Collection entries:
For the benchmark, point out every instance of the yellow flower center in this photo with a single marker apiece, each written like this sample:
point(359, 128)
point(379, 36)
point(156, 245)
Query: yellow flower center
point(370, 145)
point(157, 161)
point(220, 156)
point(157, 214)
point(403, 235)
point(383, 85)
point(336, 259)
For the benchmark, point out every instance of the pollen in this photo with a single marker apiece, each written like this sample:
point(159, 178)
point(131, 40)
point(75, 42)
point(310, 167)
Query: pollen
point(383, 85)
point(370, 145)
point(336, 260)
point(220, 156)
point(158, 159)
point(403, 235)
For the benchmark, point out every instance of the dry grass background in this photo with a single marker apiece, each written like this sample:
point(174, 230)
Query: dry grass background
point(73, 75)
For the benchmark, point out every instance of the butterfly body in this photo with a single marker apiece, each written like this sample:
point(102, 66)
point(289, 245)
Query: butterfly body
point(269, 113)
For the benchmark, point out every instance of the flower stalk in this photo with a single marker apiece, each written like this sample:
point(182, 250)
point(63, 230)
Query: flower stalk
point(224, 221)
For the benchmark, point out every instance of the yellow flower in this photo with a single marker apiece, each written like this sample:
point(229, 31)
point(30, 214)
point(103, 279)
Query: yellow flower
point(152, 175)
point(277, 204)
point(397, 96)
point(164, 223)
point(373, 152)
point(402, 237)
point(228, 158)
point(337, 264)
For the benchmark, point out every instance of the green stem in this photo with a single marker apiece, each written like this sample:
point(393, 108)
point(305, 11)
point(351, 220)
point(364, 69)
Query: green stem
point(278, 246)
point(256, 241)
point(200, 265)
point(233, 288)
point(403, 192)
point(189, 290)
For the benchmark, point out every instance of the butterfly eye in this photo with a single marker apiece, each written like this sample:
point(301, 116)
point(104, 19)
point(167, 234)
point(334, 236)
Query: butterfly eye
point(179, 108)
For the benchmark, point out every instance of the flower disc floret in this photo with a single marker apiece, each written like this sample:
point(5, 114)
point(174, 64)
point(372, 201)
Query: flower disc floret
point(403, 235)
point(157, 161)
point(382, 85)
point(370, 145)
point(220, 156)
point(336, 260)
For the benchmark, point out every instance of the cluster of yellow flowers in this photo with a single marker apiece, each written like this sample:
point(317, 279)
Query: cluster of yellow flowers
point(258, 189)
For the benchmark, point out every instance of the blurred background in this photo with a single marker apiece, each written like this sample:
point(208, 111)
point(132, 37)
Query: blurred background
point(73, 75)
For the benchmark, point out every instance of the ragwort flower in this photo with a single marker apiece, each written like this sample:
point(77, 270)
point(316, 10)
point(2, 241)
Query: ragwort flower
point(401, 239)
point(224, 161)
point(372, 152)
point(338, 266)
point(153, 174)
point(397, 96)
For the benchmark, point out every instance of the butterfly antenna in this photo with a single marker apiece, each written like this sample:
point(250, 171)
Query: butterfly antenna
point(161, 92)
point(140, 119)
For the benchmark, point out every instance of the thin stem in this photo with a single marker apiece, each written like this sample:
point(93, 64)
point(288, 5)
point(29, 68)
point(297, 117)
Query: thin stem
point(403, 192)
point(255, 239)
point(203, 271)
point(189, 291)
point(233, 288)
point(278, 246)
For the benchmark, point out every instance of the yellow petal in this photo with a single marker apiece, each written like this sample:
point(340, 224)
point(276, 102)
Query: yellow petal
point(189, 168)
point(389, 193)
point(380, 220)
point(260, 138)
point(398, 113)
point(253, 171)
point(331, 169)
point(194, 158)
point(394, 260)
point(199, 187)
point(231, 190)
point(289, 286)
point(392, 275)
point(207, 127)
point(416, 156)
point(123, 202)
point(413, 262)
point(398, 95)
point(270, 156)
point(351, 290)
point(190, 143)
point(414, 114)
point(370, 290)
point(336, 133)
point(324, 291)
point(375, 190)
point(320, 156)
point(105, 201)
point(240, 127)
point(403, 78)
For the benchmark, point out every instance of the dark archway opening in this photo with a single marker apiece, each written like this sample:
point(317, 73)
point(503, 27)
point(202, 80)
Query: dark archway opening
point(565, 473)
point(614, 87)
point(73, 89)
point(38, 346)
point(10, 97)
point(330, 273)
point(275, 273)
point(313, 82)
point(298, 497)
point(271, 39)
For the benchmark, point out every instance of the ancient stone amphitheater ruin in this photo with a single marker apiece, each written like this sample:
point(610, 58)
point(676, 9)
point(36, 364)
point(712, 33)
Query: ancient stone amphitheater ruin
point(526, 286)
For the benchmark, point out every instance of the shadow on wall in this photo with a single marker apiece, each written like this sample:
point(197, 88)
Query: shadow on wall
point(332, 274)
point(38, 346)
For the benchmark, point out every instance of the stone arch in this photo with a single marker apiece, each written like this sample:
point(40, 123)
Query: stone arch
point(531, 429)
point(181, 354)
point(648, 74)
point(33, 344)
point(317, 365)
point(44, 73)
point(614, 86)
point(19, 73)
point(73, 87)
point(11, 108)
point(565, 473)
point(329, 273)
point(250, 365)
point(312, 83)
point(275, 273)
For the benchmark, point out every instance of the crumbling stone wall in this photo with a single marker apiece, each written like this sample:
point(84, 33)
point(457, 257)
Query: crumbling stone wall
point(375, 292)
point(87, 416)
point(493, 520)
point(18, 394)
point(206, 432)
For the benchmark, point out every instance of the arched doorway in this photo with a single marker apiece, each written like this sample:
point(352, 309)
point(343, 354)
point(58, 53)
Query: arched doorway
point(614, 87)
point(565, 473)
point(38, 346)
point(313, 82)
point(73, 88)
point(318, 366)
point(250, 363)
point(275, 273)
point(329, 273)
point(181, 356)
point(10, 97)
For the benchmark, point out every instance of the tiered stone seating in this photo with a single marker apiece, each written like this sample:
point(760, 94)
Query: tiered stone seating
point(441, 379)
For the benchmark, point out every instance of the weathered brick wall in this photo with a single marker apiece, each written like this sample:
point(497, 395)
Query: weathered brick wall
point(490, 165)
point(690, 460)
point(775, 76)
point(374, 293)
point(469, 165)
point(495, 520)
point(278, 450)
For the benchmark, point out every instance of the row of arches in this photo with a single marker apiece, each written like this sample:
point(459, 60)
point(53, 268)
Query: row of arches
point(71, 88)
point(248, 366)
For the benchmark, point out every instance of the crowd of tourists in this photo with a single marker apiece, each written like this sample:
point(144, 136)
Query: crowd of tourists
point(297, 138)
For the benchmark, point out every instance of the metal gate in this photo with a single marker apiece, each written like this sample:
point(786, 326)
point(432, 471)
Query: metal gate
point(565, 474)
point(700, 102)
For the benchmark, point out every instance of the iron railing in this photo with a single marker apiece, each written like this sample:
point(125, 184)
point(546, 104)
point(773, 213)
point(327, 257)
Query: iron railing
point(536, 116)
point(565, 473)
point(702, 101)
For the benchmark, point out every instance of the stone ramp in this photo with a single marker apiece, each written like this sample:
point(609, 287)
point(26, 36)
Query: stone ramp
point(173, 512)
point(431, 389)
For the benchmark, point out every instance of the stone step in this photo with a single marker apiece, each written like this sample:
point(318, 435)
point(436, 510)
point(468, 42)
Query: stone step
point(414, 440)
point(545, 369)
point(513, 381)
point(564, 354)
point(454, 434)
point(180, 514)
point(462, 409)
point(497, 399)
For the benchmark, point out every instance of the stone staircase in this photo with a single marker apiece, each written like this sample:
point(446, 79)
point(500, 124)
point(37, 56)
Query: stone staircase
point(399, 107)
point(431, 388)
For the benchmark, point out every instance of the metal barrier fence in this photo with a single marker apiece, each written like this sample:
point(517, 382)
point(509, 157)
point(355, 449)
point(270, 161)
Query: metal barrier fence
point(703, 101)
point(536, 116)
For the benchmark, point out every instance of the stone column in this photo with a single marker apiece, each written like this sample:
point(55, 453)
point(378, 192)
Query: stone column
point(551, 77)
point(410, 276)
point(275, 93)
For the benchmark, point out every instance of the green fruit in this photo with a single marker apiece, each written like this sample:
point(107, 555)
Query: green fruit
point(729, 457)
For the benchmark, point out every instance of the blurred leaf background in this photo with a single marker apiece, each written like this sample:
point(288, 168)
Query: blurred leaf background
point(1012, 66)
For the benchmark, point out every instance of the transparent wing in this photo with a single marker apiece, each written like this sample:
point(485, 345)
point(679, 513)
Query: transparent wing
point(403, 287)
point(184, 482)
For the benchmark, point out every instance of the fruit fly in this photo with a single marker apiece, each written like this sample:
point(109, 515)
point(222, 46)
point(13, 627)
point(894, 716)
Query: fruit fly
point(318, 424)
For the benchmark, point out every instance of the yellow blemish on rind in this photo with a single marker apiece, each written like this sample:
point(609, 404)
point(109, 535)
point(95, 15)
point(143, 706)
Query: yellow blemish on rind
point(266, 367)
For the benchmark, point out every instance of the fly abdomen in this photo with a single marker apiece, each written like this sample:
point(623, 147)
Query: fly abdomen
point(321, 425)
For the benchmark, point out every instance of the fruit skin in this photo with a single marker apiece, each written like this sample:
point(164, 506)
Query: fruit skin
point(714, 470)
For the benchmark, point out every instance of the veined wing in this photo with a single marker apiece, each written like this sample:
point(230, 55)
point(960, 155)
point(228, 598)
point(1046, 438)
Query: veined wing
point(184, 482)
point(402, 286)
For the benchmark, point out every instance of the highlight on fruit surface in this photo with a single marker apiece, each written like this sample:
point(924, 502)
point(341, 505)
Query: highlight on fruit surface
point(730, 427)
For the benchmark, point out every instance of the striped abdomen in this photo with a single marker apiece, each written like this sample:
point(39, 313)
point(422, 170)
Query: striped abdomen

SHORT PROBLEM –
Make an exact copy of every line from the one with "For the benchmark, point out every instance of the fruit fly" to the end of the data, with the first and last of those lines included.

SOLUTION TO THIS EXERCISE –
For the benchmark, point out every instance of the fruit fly in this photo with a single marker apiece, each written like this sample:
point(109, 515)
point(222, 46)
point(13, 627)
point(894, 716)
Query: fruit fly
point(318, 424)
For the benchmark, point out every instance of the yellow blemish on rind in this photo with a single marker apiece, each written like this sample:
point(609, 404)
point(109, 535)
point(95, 15)
point(143, 706)
Query: yellow blemish on rind
point(266, 367)
For the benchmark, point out every instance of the fly abdomen in this photo with a single marker apiece, each written like this sample:
point(623, 147)
Query: fly abdomen
point(321, 425)
For the benchmark, point out every instance of the fruit skin in this photo with a single marker apiece, each written like this sample:
point(164, 506)
Query: fruit skin
point(714, 470)
For the benchmark, point out every instance of the veined wing in this photo with a single marker apiece, each written like this sample:
point(230, 55)
point(960, 155)
point(228, 598)
point(1046, 438)
Query: veined wing
point(184, 482)
point(402, 286)
For the benchmark, point out every instance of the highlight on fruit surface in this photo with a single marker apiece, each written like this sample:
point(924, 502)
point(341, 505)
Query: highlight on fruit surface
point(730, 427)
For the benchmark, point out every instance of the striped abdomen in this photo with a single marker apiece, each written like this sample:
point(39, 313)
point(422, 170)
Query: striped abdomen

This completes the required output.